[GIVEN DATA]

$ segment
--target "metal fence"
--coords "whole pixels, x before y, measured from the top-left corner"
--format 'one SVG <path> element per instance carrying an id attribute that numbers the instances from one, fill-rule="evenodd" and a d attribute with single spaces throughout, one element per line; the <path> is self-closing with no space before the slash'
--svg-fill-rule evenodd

[/GIVEN DATA]

→ TASK
Every entry, from top to bottom, should be repeated word for word.

→ RESPONSE AREA
$ segment
--target "metal fence"
--coords "whole pixels, x before y, measured from the top-left corner"
--format 'one SVG <path> element per instance carrying an id attribute that numbers the instances from one, fill-rule="evenodd" and a d attribute with single spaces throughout, one element per line; the <path> is self-closing with no space before the slash'
--svg-fill-rule evenodd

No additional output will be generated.